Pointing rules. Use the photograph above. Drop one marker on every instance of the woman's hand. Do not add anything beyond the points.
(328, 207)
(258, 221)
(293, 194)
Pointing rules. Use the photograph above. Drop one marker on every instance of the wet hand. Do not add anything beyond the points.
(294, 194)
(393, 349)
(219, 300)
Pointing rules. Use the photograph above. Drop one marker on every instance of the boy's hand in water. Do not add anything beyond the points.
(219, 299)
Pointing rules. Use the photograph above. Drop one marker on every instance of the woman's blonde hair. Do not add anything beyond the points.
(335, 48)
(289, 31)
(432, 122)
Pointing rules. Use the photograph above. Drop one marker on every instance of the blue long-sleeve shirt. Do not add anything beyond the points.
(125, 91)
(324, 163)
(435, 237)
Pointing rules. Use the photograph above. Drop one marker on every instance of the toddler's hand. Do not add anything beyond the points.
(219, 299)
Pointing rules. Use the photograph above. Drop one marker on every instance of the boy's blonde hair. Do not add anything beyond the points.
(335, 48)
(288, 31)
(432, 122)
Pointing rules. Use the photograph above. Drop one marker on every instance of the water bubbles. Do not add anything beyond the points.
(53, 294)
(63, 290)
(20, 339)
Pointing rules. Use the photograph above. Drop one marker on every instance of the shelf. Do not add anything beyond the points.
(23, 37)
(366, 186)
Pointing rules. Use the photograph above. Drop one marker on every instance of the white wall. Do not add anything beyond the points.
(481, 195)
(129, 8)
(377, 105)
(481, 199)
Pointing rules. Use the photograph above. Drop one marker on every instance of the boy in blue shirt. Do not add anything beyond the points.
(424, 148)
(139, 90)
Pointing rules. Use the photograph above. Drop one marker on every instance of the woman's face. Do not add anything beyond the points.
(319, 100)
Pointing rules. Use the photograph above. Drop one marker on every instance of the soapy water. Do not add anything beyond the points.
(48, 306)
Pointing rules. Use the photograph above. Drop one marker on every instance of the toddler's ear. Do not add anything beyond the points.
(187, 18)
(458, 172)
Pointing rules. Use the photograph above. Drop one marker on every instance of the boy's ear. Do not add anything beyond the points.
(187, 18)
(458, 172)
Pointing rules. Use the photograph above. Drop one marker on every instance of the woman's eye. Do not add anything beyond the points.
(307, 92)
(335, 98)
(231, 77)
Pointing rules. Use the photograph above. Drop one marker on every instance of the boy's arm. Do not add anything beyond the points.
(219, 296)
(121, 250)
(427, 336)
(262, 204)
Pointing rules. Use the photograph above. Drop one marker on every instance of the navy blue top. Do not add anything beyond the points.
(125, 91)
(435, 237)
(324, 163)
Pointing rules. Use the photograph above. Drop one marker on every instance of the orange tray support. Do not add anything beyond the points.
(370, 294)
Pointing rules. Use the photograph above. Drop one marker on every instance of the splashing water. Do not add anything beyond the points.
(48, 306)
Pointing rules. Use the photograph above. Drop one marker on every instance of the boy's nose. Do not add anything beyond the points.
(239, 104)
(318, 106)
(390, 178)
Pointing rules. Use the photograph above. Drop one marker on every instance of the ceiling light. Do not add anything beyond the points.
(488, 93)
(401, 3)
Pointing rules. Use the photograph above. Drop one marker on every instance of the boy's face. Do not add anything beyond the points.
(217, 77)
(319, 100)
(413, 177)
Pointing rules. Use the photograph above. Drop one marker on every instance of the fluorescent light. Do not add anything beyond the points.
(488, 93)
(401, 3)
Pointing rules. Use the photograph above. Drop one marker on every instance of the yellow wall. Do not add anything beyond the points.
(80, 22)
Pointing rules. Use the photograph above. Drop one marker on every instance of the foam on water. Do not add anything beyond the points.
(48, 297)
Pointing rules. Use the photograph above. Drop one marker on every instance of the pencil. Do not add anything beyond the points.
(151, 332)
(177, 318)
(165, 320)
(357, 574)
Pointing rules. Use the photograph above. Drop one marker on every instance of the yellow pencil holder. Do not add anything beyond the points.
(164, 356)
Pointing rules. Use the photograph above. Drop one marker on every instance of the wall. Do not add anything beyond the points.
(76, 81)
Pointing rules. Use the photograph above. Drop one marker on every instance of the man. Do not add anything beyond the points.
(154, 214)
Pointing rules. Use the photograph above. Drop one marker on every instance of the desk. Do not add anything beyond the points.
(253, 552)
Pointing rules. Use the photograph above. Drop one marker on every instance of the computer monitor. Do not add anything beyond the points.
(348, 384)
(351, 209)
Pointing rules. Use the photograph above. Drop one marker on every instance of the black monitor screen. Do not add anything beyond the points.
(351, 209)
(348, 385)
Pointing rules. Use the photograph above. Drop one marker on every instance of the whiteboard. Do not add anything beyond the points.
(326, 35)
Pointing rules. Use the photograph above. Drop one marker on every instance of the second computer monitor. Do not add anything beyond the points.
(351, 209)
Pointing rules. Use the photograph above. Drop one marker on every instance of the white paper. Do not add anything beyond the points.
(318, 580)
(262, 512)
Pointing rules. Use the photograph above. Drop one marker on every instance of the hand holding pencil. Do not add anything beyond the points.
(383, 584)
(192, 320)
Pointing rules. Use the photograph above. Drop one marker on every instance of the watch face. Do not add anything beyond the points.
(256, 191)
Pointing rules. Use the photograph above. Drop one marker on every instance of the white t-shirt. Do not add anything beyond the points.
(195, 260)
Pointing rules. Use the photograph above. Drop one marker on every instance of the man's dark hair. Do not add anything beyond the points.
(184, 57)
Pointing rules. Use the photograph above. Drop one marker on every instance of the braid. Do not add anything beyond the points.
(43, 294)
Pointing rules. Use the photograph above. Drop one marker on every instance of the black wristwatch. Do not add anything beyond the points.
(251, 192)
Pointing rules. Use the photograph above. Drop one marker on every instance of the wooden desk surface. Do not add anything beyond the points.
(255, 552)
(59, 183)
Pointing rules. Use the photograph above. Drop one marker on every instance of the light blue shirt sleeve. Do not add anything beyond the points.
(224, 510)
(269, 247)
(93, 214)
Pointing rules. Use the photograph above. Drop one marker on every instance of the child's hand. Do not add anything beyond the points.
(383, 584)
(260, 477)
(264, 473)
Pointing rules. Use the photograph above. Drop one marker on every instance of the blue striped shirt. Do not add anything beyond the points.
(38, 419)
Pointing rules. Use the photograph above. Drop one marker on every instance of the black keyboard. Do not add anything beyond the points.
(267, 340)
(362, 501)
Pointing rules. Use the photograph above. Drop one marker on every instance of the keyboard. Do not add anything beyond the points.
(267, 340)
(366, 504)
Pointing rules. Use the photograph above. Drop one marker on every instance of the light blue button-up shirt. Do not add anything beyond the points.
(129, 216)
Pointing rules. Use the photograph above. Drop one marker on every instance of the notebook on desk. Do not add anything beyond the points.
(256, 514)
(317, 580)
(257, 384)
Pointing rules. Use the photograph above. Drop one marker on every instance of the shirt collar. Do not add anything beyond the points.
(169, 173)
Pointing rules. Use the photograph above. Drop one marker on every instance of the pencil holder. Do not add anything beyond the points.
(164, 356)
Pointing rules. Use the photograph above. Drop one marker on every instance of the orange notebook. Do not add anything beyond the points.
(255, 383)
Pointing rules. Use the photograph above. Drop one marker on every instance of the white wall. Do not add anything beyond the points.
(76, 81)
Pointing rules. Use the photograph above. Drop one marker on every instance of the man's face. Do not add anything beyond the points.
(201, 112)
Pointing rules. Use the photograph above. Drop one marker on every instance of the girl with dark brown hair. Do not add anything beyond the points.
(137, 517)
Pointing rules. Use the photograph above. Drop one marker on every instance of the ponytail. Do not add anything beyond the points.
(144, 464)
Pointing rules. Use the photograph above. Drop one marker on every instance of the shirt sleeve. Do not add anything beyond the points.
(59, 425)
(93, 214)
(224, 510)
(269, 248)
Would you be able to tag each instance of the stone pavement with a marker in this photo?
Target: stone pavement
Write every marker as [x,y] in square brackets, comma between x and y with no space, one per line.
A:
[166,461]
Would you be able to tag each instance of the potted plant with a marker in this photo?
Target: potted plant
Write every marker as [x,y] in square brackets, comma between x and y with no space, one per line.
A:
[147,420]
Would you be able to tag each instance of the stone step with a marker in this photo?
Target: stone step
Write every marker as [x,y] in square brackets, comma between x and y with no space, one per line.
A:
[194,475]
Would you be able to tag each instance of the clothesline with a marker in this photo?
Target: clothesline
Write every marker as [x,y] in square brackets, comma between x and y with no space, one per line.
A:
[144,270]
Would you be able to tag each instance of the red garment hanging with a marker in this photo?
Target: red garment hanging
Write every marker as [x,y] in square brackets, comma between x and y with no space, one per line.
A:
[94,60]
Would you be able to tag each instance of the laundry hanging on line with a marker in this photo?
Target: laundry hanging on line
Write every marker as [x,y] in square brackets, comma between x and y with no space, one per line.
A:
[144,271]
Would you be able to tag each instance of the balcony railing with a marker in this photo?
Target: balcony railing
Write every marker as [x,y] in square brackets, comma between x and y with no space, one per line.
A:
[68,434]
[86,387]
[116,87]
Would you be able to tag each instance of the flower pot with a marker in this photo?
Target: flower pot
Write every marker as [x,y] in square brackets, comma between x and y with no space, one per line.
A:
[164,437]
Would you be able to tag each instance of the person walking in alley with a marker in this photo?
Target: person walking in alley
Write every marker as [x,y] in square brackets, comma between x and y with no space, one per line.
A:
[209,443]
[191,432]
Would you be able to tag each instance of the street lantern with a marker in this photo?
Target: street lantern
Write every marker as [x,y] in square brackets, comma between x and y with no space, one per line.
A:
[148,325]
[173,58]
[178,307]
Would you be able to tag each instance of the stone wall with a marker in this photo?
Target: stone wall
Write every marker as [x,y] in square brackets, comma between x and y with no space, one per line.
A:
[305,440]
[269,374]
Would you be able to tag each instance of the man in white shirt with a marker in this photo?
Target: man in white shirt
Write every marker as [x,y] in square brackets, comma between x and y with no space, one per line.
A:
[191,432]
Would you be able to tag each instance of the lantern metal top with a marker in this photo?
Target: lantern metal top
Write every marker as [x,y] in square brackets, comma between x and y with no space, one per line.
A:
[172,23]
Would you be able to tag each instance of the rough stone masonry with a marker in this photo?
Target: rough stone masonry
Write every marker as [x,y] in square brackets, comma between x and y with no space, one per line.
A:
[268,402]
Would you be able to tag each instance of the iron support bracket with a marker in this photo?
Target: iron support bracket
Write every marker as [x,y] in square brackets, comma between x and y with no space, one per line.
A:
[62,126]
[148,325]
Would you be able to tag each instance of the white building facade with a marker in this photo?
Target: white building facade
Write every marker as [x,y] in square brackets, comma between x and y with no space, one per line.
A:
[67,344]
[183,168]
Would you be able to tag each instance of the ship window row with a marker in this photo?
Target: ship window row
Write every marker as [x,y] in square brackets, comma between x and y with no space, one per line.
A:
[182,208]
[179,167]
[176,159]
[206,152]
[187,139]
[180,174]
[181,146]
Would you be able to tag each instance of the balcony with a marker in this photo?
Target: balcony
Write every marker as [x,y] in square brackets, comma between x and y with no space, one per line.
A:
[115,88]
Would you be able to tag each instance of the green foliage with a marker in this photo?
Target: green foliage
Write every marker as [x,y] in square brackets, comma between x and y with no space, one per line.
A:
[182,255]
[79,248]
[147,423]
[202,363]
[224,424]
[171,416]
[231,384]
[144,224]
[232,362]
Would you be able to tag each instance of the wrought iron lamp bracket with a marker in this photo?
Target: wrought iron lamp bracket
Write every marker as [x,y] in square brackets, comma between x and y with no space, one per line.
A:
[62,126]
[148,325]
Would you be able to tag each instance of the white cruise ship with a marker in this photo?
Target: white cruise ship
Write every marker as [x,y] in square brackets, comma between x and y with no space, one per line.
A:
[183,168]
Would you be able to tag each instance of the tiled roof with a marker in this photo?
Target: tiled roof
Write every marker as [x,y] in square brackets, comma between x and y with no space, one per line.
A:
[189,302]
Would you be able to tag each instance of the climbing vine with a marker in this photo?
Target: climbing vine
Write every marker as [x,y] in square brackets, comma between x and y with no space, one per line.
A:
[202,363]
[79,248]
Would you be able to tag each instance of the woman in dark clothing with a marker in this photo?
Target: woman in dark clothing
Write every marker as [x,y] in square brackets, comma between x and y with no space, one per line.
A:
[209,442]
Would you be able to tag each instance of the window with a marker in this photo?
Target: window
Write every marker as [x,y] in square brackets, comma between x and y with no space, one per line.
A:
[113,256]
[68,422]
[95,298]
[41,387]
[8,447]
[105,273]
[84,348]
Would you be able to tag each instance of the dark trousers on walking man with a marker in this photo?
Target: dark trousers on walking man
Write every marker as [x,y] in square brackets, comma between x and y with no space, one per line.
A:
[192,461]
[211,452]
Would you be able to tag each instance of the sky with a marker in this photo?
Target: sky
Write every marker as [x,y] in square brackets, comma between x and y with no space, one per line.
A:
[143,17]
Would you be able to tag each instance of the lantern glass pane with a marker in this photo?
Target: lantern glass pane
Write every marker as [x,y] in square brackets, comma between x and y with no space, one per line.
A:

WHAT YOU HAVE TO DO =
Give back, unchanged, every line from the one with "Would you be able to tag each instance of the window" to the end of the entries above.

REPLY TO THE EXERCISE =
Would you be able to tag each instance of the window with a marker in this photo?
Target: window
Write every marker as [x,y] in square brackets, comma between x and y with no space, one per line.
A:
[113,256]
[68,422]
[95,298]
[41,387]
[8,447]
[105,273]
[84,348]
Would you be able to tag each instance of the dark trousers on walking man with a marker in this photo?
Target: dark trousers on walking man
Write every marker as [x,y] in square brackets, comma between x and y with no space, one per line.
A:
[192,461]
[211,452]
Would you be able to tag each instance of the sky with a marker in this photo?
Target: sky
Write every marker as [x,y] in square brackets, comma between x and y with no space, one per line.
A:
[143,17]
Would you be able to tag each instance of the lantern glass pane with a marker in this photo?
Target: lantern glass pane
Write every marker as [x,y] in square brackets, comma between x and y with no space, one per line.
A:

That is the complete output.